> Task directions
Provide again, from the entries below, every line from the one containing "In this picture, where can the floral" through the one containing "In this picture, where can the table", exactly as written, and no other line.

Start of Block

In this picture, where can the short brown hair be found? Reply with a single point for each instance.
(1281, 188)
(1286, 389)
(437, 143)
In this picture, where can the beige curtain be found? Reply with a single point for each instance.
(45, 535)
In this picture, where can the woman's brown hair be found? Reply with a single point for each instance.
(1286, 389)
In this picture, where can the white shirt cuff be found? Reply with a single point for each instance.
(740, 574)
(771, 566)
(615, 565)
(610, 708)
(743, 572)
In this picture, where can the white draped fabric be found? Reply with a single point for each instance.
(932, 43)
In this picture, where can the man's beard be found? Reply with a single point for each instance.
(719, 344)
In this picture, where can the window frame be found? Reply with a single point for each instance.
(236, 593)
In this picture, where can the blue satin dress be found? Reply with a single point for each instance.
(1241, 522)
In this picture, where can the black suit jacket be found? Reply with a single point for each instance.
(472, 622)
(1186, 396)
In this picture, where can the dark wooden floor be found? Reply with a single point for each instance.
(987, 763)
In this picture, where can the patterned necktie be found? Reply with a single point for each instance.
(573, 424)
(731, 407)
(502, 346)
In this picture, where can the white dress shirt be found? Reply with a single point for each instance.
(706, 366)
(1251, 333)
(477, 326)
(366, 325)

End of Block
Start of Block

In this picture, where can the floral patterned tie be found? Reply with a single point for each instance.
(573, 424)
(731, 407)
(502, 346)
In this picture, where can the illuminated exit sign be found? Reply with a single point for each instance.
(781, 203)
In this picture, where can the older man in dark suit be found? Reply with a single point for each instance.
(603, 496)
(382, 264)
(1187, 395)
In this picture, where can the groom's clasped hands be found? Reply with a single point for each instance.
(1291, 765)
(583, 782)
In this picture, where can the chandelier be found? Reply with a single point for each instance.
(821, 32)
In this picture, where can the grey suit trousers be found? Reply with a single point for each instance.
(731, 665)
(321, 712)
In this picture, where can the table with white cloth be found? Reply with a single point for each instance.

End of Block

> Output of the exercise
In this picture, where can the floral patterned tie be found? Reply with a single point for each instance.
(573, 424)
(731, 407)
(502, 346)
In this picture, where can the illuminated exit sign be found? Reply with a single point for each instance.
(781, 203)
In this picture, where can the older man in dark suit be found? Reply with a single point for each instance.
(603, 496)
(382, 264)
(1187, 395)
In this picture, where can the groom's clasped hands be found? Reply with a single point for each instance.
(1291, 765)
(583, 782)
In this picture, where can the chandelier be found? Reply with a single point for each instance.
(821, 32)
In this picture, where can the grey suit trousers be found? Reply with a single point for each instance.
(731, 665)
(321, 712)
In this picture, where can the table with white cloth be found? Reply with a single point for each instance.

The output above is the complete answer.